### Work to do
Select every line of the material below that contains the word "golden", and copy those lines. Case counts, so match the word only where its capitalization is identical.

Point-based annotation data:
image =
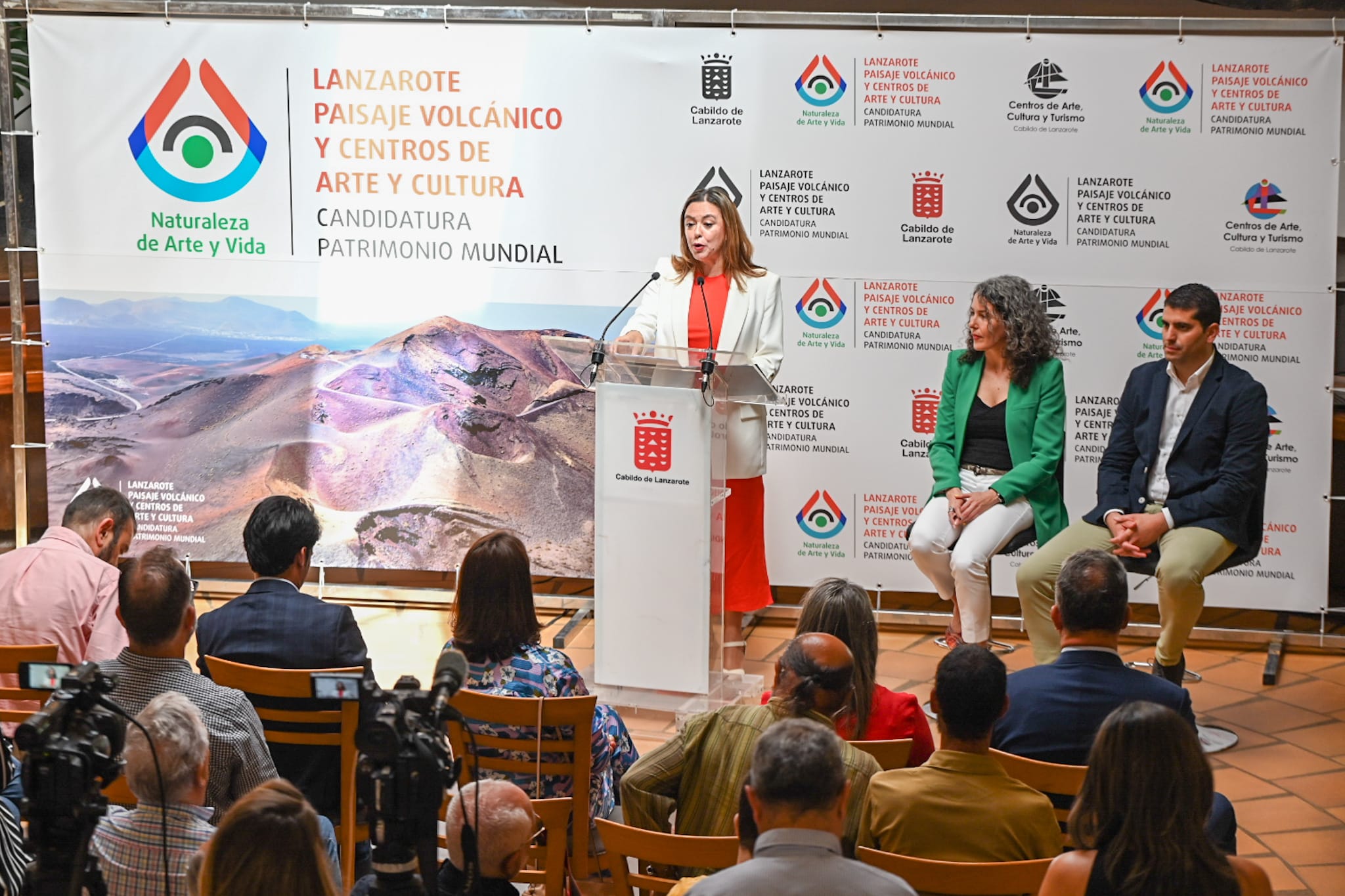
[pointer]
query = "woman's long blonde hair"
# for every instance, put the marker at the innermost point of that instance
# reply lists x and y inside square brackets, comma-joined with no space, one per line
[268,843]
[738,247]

---

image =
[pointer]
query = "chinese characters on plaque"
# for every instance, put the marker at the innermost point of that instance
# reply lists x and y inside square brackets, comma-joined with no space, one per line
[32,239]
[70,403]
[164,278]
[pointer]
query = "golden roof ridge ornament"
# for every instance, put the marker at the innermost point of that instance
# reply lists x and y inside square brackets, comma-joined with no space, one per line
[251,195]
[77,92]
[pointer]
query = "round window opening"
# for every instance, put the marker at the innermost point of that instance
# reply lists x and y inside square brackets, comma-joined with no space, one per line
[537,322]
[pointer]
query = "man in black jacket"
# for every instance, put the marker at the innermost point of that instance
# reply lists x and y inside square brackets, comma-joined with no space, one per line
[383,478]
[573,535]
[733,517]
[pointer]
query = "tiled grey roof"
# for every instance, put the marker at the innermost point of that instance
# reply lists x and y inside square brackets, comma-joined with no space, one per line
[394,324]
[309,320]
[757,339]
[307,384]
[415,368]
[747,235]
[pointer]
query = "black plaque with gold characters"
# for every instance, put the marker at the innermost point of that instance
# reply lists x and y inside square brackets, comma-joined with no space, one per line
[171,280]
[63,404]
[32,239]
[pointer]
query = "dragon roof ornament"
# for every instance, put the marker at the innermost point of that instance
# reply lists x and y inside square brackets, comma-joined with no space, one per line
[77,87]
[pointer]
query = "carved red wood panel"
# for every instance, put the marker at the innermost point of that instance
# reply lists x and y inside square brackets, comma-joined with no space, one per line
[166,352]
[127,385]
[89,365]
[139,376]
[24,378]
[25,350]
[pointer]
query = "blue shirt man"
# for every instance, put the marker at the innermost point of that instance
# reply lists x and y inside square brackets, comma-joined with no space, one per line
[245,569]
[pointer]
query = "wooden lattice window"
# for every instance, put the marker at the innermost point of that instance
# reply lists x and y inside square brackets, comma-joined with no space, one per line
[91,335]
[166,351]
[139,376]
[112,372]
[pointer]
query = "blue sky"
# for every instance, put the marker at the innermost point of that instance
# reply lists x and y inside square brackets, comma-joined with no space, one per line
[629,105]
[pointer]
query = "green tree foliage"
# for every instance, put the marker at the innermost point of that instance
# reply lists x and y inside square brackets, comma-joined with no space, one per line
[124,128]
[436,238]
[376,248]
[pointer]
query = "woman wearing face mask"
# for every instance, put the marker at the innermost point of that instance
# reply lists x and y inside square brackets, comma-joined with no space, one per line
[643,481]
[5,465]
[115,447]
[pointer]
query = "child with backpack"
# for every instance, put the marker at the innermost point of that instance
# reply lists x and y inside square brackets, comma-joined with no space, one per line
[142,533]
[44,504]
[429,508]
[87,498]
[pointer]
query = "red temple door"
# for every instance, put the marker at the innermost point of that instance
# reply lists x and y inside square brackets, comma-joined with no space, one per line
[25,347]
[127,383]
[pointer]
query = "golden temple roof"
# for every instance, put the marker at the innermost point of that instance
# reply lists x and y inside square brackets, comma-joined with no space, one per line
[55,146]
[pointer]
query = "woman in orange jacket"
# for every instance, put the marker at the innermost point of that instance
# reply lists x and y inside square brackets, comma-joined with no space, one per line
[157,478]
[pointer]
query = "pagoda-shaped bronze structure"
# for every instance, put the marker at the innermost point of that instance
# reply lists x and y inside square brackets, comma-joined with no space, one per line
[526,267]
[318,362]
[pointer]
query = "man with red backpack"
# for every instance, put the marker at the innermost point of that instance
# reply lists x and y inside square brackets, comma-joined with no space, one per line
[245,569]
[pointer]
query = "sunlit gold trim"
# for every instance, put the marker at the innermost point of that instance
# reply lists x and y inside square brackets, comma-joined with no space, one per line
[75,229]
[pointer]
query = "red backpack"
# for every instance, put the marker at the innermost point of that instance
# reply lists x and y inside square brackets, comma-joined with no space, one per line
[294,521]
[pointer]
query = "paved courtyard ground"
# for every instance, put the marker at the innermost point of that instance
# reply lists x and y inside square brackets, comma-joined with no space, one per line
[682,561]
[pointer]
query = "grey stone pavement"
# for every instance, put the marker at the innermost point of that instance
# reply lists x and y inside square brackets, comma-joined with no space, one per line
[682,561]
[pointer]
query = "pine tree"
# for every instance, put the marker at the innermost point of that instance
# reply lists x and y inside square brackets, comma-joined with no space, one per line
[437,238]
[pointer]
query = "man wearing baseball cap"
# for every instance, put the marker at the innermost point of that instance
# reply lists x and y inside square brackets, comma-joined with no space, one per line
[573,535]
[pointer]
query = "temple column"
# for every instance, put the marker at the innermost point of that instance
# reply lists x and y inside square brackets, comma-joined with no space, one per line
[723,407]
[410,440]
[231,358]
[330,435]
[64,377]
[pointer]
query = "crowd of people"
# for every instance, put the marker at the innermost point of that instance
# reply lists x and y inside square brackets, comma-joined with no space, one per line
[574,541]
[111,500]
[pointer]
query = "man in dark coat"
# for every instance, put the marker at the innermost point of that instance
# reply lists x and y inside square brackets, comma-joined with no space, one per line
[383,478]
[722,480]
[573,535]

---

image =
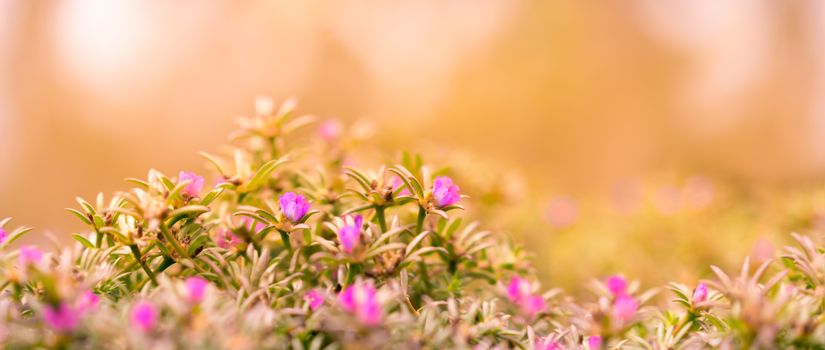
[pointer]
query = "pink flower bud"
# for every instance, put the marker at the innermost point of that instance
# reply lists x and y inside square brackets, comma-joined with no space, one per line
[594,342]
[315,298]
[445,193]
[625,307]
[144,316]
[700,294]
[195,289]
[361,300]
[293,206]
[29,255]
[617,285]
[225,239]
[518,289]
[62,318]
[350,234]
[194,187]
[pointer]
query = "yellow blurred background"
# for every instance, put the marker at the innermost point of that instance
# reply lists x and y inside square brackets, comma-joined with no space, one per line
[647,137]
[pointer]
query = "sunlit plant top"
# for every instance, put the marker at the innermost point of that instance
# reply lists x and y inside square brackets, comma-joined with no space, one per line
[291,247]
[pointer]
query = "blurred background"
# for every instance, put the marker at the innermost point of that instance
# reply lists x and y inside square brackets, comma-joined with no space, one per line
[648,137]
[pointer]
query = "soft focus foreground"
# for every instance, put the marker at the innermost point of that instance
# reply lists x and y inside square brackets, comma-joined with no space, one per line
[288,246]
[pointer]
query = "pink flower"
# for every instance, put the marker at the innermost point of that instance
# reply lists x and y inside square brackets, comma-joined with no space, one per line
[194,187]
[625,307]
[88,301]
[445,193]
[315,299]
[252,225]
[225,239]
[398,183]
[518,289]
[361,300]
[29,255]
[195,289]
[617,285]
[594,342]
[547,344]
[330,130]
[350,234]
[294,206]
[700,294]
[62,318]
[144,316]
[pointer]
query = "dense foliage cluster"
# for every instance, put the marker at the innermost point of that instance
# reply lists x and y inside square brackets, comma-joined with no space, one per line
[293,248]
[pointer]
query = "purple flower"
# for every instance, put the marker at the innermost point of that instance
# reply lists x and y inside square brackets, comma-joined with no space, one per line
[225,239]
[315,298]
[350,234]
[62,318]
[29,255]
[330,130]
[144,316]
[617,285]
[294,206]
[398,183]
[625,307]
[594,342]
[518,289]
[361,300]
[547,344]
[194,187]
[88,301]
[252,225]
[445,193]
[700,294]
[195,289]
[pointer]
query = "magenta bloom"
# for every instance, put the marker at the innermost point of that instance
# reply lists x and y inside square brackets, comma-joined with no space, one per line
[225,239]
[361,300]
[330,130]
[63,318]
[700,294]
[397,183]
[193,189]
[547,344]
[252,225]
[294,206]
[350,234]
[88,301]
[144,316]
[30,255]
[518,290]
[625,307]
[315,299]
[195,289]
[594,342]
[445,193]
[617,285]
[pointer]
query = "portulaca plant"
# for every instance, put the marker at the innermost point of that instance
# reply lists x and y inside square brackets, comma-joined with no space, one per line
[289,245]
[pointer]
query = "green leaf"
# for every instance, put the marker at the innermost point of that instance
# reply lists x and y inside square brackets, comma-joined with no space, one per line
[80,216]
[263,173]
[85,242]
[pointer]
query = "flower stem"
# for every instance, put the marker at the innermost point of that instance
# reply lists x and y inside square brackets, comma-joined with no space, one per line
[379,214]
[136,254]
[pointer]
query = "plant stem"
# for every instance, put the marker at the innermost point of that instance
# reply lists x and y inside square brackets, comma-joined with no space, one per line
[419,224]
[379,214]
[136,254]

### Output for this exercise
query = "golden roof ridge ornament"
query = "golden temple roof"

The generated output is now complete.